> **WHAT IS REQUIRED**: Return, unchanged and with no pictures, the lines below from the very first through the one that contains "Practice step: indicate the www.shotshop.com".

*** Opening of RECORDS TO PROCESS ***

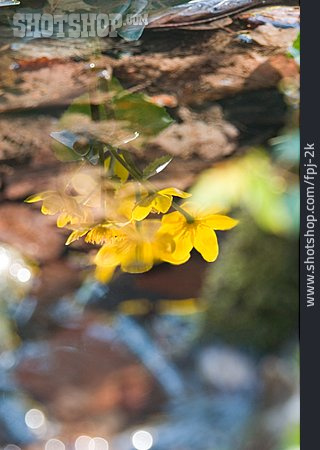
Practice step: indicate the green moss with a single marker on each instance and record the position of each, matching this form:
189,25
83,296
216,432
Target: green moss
252,290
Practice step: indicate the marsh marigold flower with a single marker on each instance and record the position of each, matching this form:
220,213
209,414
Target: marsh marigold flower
67,207
135,248
195,228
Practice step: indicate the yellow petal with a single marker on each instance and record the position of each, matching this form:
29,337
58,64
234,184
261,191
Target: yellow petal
219,222
75,235
138,258
104,273
183,248
175,220
98,234
162,203
140,212
107,256
206,242
63,220
174,192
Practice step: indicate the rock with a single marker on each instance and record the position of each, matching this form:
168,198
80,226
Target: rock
226,369
78,376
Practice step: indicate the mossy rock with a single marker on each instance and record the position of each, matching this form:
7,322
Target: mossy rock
252,290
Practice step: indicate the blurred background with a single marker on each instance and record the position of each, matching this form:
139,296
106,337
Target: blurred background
193,357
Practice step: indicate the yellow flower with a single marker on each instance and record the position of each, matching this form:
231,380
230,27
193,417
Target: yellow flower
158,202
135,248
67,207
195,229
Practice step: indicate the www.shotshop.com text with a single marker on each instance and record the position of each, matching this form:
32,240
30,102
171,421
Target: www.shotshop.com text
309,170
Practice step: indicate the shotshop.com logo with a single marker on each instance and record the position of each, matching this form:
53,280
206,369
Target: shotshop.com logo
74,25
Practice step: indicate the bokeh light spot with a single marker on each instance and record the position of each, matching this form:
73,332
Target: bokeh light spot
34,418
142,440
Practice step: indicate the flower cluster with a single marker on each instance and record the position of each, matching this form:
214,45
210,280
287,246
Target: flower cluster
122,217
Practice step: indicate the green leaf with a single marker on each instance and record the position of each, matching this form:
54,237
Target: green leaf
64,146
156,166
71,147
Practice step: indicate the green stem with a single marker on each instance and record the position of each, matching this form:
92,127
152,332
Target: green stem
189,217
131,170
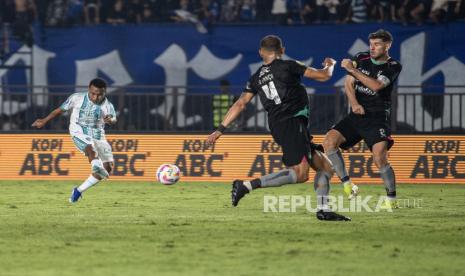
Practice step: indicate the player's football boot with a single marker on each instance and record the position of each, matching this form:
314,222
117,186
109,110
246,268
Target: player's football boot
350,189
389,204
331,216
100,171
75,195
238,191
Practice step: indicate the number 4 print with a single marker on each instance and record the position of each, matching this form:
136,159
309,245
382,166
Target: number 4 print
271,92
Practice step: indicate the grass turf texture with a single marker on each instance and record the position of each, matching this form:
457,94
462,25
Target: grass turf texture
190,228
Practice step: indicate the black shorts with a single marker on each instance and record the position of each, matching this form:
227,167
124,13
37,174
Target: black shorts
372,129
295,140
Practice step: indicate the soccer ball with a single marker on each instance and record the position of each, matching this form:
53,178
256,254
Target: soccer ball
168,174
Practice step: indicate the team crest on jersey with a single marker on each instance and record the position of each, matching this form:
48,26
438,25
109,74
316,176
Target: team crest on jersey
382,133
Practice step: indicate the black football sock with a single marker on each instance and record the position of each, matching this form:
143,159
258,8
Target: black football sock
339,167
389,179
321,185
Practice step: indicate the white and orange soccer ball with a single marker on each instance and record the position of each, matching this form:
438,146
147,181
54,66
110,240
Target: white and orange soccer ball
168,174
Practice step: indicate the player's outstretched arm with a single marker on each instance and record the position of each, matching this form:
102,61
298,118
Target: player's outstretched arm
110,120
231,115
349,83
374,84
39,123
321,74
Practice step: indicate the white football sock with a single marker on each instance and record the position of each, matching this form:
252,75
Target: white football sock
97,162
91,181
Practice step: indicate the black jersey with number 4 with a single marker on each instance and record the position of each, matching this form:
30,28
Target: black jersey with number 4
279,87
387,72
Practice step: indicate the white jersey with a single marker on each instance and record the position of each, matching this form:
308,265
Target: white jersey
87,117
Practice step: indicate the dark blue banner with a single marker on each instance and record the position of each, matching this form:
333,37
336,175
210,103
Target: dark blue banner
177,55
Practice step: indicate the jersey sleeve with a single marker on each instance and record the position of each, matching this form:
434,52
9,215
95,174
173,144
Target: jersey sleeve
69,103
390,74
297,67
249,88
109,110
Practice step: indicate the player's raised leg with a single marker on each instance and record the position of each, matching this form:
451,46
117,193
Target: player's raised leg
380,157
294,174
324,172
332,141
100,171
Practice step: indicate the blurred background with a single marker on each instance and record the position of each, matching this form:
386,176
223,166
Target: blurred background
178,65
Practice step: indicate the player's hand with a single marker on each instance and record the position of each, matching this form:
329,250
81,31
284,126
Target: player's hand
329,62
109,120
39,123
358,109
347,64
211,139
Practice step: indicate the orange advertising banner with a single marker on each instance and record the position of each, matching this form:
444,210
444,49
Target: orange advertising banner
415,159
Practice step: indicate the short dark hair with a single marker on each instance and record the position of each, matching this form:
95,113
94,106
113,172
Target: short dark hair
381,34
271,43
99,83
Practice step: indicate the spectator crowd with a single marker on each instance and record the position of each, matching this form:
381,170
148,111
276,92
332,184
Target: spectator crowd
62,13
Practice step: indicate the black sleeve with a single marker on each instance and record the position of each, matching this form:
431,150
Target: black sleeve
359,56
297,67
249,88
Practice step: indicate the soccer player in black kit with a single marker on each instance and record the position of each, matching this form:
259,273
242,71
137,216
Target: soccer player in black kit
278,84
368,86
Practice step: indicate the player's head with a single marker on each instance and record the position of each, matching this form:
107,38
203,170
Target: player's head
97,90
271,47
380,42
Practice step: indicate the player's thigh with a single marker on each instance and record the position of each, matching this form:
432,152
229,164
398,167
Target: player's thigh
294,139
377,131
333,139
104,151
380,153
82,141
301,170
348,129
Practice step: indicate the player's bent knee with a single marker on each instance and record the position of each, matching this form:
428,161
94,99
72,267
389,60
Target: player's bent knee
302,178
108,166
380,160
330,142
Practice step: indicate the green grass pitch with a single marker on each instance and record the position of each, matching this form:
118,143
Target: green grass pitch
135,228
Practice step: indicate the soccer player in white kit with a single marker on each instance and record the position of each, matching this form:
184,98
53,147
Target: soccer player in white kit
90,111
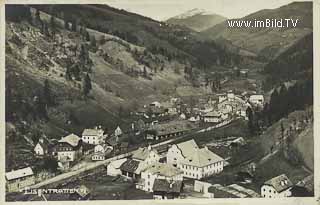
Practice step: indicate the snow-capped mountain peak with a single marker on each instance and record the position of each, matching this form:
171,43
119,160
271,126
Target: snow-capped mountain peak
191,13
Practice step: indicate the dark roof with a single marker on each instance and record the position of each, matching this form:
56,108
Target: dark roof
124,144
279,183
45,143
130,165
220,194
87,146
299,191
163,185
112,141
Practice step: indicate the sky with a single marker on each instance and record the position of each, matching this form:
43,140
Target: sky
164,9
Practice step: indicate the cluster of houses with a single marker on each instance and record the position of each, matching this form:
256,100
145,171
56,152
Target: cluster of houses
163,174
216,109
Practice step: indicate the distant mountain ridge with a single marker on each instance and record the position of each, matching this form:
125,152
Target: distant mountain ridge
267,42
197,19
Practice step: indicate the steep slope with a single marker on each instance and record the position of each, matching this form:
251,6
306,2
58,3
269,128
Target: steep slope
196,19
172,41
124,77
267,42
295,63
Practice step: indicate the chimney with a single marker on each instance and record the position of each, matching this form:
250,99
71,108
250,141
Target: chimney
171,185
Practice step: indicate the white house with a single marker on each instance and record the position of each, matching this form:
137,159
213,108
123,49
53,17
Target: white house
42,147
69,148
158,171
140,159
146,155
93,136
257,100
19,179
100,152
113,168
155,104
277,187
195,162
213,117
118,131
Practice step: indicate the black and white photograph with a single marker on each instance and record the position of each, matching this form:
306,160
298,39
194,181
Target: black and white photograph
159,100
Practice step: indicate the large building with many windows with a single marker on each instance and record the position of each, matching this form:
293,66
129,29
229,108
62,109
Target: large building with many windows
93,136
195,162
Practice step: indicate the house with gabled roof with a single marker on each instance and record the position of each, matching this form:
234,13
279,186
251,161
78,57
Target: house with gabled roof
43,147
158,171
69,148
93,136
140,159
165,189
16,180
277,187
195,162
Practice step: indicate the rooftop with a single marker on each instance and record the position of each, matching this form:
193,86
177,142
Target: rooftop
71,139
187,148
167,186
92,132
162,169
202,157
171,127
142,153
16,174
279,183
130,165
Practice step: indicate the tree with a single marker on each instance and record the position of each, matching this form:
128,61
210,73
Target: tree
93,42
86,85
251,123
47,94
50,164
53,23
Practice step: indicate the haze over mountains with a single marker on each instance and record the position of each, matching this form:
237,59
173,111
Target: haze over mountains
197,19
267,42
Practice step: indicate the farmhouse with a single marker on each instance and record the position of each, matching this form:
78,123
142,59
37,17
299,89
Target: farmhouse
257,100
277,187
19,179
195,162
158,171
118,131
100,152
213,117
43,147
166,130
164,189
69,148
93,136
141,158
113,168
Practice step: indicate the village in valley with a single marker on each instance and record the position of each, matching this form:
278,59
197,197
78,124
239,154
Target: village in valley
224,140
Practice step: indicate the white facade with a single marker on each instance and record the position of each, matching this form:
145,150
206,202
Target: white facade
93,136
148,176
196,172
268,191
38,149
174,155
113,169
257,100
195,163
67,155
118,131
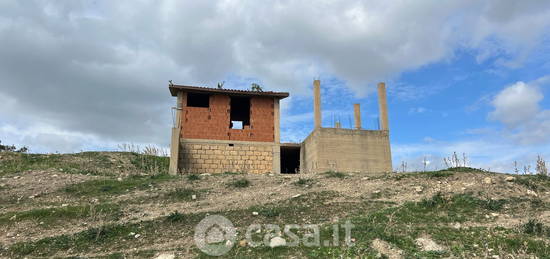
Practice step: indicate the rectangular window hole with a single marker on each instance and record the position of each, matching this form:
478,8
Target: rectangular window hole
239,112
236,124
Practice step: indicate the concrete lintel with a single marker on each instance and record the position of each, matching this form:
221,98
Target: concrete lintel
215,141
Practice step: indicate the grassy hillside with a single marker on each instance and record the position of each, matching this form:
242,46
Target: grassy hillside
119,205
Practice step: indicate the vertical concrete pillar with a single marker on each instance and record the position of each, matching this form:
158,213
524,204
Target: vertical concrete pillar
317,102
277,138
383,106
175,140
357,111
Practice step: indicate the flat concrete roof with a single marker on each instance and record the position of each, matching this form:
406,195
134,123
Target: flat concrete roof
174,89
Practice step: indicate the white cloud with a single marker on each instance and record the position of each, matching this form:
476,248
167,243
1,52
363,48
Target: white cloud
516,104
487,153
518,107
100,68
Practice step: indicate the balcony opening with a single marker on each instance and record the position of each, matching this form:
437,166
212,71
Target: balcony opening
240,112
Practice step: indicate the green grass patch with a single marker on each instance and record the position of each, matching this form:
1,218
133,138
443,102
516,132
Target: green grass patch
113,187
304,182
55,215
150,164
534,182
175,216
333,174
232,173
179,194
534,227
240,183
268,211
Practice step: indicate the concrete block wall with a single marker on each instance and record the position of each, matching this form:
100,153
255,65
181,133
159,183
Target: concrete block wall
346,150
217,157
213,122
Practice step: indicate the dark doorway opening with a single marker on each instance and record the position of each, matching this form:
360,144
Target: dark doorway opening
290,159
240,112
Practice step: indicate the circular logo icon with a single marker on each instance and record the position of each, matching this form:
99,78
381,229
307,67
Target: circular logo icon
215,235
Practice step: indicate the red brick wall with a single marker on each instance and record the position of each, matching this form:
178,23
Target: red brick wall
213,122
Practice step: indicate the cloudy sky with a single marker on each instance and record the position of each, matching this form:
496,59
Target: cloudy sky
468,76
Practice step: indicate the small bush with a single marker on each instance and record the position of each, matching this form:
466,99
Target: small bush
334,174
533,227
175,216
433,202
269,212
240,183
232,173
181,194
303,182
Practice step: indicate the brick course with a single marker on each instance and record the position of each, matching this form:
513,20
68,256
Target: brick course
213,122
219,158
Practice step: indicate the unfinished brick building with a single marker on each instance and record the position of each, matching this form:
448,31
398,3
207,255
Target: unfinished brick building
224,130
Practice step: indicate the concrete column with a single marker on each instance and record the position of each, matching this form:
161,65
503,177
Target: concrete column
175,140
277,137
357,111
383,106
317,102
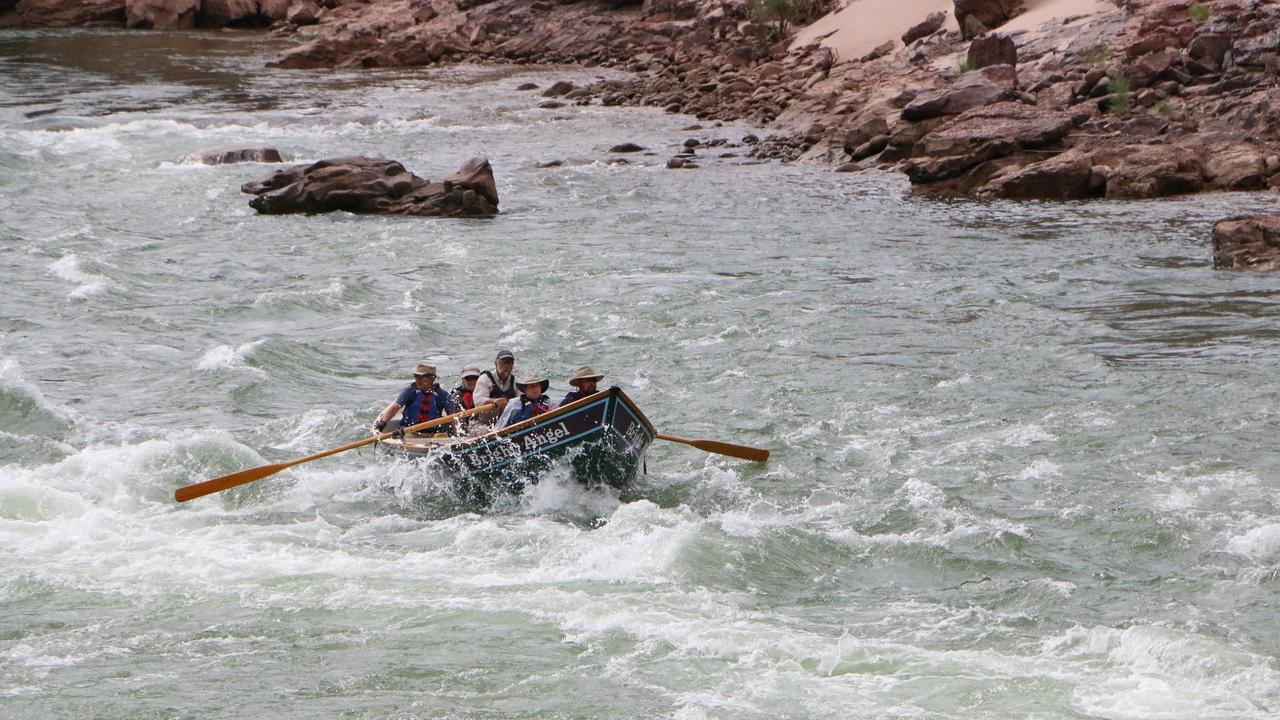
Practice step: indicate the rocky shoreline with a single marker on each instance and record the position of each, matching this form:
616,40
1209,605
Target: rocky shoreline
990,99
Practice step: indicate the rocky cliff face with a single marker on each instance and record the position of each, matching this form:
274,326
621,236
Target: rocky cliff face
1137,100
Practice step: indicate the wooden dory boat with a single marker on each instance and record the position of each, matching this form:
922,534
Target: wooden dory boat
603,436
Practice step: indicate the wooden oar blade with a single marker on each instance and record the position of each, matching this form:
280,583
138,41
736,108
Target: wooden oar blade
225,482
757,454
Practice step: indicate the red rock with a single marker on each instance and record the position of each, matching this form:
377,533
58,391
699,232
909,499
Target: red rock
160,14
1247,244
368,185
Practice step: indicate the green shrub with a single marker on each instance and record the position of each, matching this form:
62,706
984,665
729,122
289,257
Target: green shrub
1119,101
784,13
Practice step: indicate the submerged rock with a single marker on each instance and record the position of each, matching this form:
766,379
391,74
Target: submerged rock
228,155
375,186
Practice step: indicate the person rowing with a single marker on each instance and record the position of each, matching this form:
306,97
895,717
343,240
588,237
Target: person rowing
584,382
531,402
421,400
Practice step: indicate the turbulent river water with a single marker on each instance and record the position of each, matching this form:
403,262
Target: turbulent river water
1024,455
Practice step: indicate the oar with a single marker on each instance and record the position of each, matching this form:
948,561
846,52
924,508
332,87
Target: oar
718,447
218,484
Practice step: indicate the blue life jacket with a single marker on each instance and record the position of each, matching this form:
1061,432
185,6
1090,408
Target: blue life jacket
417,406
494,391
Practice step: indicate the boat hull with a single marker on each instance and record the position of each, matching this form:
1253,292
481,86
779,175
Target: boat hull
602,438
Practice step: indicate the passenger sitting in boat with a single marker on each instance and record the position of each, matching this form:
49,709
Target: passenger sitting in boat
584,384
423,400
533,401
496,387
464,393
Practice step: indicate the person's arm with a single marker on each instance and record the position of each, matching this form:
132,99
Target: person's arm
385,417
451,402
480,395
507,414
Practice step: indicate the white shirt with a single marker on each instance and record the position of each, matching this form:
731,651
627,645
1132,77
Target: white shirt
516,405
480,395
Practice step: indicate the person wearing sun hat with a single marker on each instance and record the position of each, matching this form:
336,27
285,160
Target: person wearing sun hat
531,402
465,393
423,400
498,386
584,383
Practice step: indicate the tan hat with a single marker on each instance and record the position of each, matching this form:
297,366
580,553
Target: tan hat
531,379
585,373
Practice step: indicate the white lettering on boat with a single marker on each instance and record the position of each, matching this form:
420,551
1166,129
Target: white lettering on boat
507,451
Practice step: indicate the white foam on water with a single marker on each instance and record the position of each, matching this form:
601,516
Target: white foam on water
1257,543
87,285
922,496
329,292
1150,673
227,358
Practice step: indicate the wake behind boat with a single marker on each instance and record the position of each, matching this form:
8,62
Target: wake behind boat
603,438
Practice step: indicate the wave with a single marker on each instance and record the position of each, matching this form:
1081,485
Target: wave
87,285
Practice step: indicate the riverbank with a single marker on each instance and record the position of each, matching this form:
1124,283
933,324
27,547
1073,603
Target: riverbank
1059,99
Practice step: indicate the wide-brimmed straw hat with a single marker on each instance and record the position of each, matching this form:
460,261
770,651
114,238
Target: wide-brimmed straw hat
533,379
585,373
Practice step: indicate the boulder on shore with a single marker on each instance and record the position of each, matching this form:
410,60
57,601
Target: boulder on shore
1247,242
375,186
228,155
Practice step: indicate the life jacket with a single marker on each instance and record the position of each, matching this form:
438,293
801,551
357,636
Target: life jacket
462,396
494,391
530,409
425,405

*** Close of RECORDS TO PROCESS ***

> **ANSWER TO THE PROBLEM**:
Practice step: indicate the green moss with a single marker on each instance and record the position of each, matching this form:
189,25
83,296
216,432
Target: green moss
252,290
Practice step: indicate the marsh marigold flower with a single marker on each instance and record the position of each, matching this form:
220,213
209,414
Target: marsh marigold flower
67,207
135,248
195,228
Practice step: indicate the yellow petal with a single marker on each instance and record the position of each, matching this form:
29,337
58,64
234,184
261,191
Target: yellow petal
219,222
75,235
138,258
104,273
183,248
175,220
98,234
162,203
140,212
107,256
206,242
63,220
174,192
Practice step: indicate the rock with a single marker on each instance and record the position of each, matching this form:
168,198
80,226
Target: rock
226,369
78,376
Practice step: indicate the mossy rock with a single marker on each instance and record the position of each, matching this form:
7,322
Target: mossy rock
252,290
Practice step: indicate the blurred background with a single marker on each instance and record the position of each, matching this form:
139,296
106,337
Target: blurred background
193,357
Practice step: indicate the yellow flower with a single marker on each instance and record the position of each, matching this form:
231,380
230,27
193,417
Target: yellow flower
158,202
135,248
67,207
195,229
Practice step: indicate the www.shotshop.com text with a single marker on each instance and record the position of each, matching this form:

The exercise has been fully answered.